Brief 1 - Pick out every line of the entries below that contains the string "table".
[Start Source text]
I turned F-secure and Microsoft antispyware off but it still gets stuck. I moved 
all files manually from my CD but when I'm trying to install 1.2 patch it says 
"Registry entry not found! Mafia is not installed. Cannot apply patch!"
If someone knows a patch which is in a zip file or something like that send that 
link to this topic.


----------



## Brethon (Mar 29, 2006)

How long do you let it stay on AC.dat? You are certain that it's not simply taking a long time to transfer?


----------



## Boingo (Apr 1, 2006)

I know your problem now.

Do you have any virtual drives on your computer? Daemon tools, etc?
By having these the install and patch like to screw up.

I would suggest turning them off and stopping their drives while installing.


----------



## Swatter (Apr 7, 2006)

Thanks Boingo it worked!


----------



## Krtek (Feb 24, 2007)

I have a problem. I have an original Mafia Game 1.02 (Czech version), (Virtual Clone Drive and any processes are turn off) but i can't install patch 1.2 CZ...... "Game isn't in registry".... I don't know what I must do..... please help.
[End Source text]
[Start Listed entries]
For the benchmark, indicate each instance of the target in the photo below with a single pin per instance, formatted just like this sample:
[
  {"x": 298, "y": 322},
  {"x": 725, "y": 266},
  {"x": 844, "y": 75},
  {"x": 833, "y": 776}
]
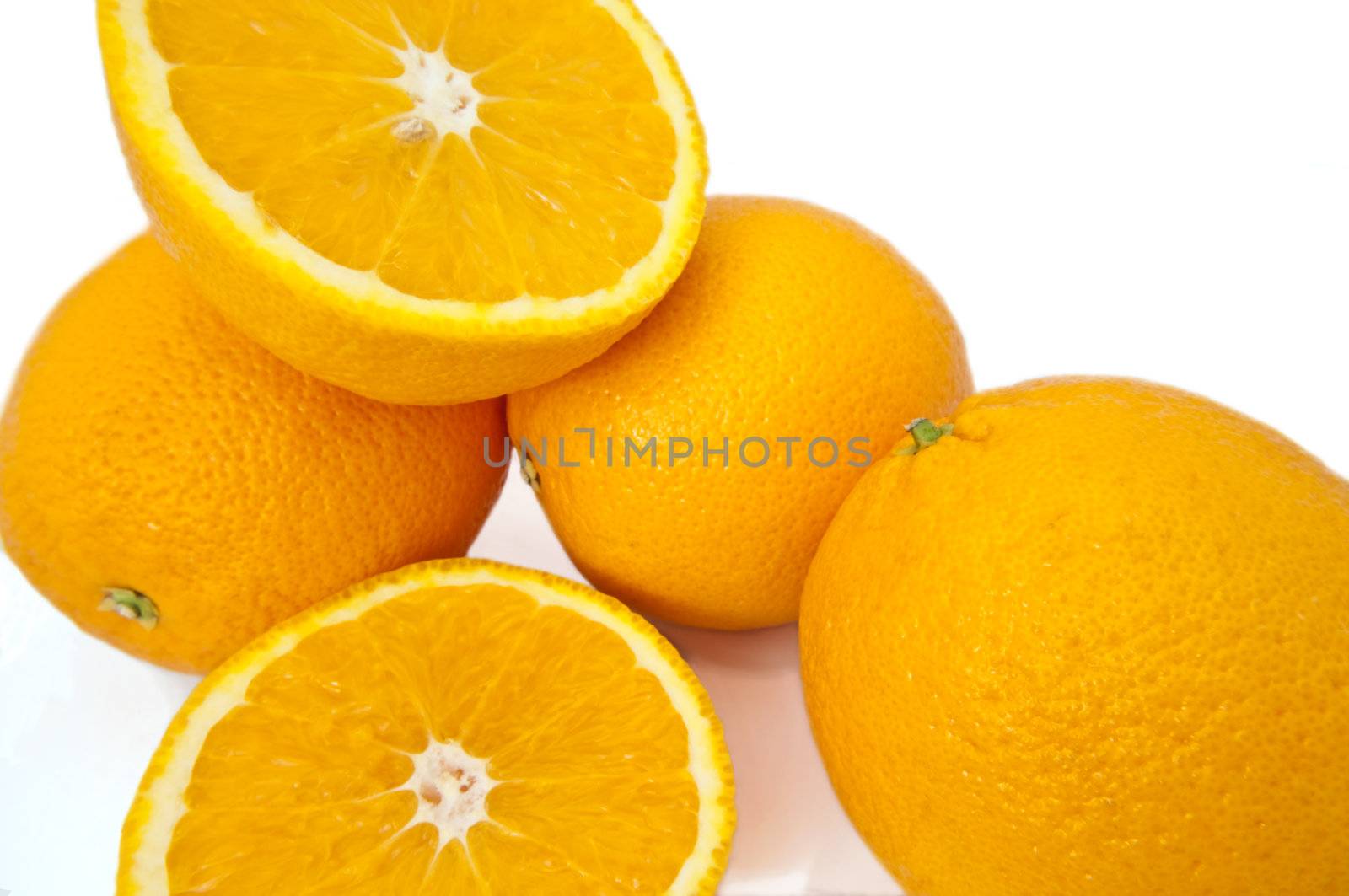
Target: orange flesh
[
  {"x": 309, "y": 786},
  {"x": 555, "y": 192}
]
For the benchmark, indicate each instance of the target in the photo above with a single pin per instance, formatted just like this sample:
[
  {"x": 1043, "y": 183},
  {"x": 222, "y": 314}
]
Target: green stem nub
[
  {"x": 132, "y": 605},
  {"x": 530, "y": 473},
  {"x": 926, "y": 433}
]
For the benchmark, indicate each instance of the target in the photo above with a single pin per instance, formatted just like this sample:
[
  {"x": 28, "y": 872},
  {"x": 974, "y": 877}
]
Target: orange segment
[
  {"x": 343, "y": 157},
  {"x": 305, "y": 112},
  {"x": 451, "y": 727},
  {"x": 301, "y": 35},
  {"x": 422, "y": 201}
]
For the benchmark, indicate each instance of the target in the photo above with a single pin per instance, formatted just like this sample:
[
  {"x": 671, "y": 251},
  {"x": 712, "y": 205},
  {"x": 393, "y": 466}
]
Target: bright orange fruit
[
  {"x": 1094, "y": 640},
  {"x": 175, "y": 490},
  {"x": 791, "y": 321},
  {"x": 425, "y": 201},
  {"x": 454, "y": 727}
]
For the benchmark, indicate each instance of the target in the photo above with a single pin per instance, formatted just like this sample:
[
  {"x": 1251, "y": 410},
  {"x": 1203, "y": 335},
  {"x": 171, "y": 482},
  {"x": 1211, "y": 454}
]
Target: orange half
[
  {"x": 422, "y": 200},
  {"x": 452, "y": 727}
]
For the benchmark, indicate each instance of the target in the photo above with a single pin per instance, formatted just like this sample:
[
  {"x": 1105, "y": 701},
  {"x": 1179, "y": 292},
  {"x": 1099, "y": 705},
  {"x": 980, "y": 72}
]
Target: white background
[{"x": 1158, "y": 189}]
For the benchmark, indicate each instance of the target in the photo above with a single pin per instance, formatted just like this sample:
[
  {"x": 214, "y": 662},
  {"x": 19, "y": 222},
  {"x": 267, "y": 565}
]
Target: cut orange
[
  {"x": 454, "y": 727},
  {"x": 425, "y": 201}
]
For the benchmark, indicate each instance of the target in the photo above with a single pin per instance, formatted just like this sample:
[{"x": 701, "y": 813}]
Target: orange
[
  {"x": 452, "y": 727},
  {"x": 1094, "y": 640},
  {"x": 425, "y": 201},
  {"x": 791, "y": 321},
  {"x": 175, "y": 490}
]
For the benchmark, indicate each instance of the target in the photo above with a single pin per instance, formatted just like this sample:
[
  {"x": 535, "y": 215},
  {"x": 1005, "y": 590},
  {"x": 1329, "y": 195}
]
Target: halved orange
[
  {"x": 425, "y": 201},
  {"x": 452, "y": 727}
]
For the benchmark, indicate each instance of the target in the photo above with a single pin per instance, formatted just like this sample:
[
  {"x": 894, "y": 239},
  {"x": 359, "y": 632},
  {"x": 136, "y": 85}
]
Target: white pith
[
  {"x": 451, "y": 788},
  {"x": 444, "y": 98},
  {"x": 165, "y": 791},
  {"x": 150, "y": 107}
]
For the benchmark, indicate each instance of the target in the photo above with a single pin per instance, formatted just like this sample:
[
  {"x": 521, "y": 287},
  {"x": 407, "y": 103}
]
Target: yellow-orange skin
[
  {"x": 1094, "y": 641},
  {"x": 406, "y": 354},
  {"x": 148, "y": 446},
  {"x": 789, "y": 321}
]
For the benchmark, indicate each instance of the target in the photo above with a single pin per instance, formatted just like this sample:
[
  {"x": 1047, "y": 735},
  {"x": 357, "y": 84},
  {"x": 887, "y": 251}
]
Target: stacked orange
[{"x": 1076, "y": 636}]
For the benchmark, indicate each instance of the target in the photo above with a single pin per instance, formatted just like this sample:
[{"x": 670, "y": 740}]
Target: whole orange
[
  {"x": 1094, "y": 640},
  {"x": 175, "y": 489},
  {"x": 789, "y": 323}
]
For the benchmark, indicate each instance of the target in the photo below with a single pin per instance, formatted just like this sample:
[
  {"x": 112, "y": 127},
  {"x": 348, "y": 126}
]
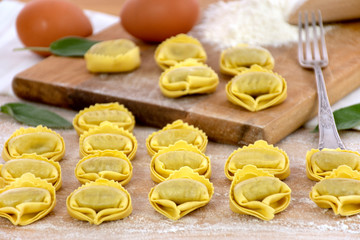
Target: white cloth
[{"x": 12, "y": 62}]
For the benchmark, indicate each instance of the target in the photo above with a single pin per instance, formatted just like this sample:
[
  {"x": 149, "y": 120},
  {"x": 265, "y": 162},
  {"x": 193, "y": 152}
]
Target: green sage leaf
[
  {"x": 34, "y": 116},
  {"x": 71, "y": 46},
  {"x": 347, "y": 117}
]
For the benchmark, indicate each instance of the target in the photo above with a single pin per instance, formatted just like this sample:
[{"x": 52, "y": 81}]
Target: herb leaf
[
  {"x": 33, "y": 116},
  {"x": 346, "y": 118},
  {"x": 71, "y": 46}
]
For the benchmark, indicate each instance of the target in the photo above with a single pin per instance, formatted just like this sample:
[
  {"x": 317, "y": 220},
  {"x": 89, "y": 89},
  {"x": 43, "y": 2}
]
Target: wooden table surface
[{"x": 301, "y": 220}]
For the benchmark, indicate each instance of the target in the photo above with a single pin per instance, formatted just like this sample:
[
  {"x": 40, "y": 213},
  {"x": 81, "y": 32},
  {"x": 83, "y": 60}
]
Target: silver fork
[{"x": 312, "y": 53}]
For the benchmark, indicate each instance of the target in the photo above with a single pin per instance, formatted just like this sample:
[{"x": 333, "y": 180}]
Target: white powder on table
[{"x": 255, "y": 22}]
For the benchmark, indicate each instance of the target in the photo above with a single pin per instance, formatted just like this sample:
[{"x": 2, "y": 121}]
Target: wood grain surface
[{"x": 66, "y": 82}]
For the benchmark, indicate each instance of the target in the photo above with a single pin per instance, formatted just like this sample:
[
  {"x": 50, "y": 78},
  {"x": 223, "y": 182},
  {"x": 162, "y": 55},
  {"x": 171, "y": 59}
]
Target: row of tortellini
[
  {"x": 256, "y": 172},
  {"x": 31, "y": 174},
  {"x": 254, "y": 85},
  {"x": 337, "y": 173},
  {"x": 183, "y": 58},
  {"x": 181, "y": 168},
  {"x": 107, "y": 147}
]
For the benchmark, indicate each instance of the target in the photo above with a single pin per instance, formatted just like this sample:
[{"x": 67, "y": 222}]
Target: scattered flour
[{"x": 255, "y": 22}]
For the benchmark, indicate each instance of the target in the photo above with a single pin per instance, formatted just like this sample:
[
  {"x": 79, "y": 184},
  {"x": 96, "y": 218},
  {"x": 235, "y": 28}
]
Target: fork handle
[{"x": 328, "y": 134}]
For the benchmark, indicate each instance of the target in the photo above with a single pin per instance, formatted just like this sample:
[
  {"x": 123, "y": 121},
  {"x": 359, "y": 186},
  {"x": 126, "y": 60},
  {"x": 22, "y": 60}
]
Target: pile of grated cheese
[{"x": 254, "y": 22}]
[End Listed entries]
Brief 2 - Name each user whose post in the forum thread on installing the Mafia patch carries a header with a username and date.

Solution 1 -
Target: wooden table surface
Target: white powder on table

Solution 2 - Brethon, Boingo, Swatter, Krtek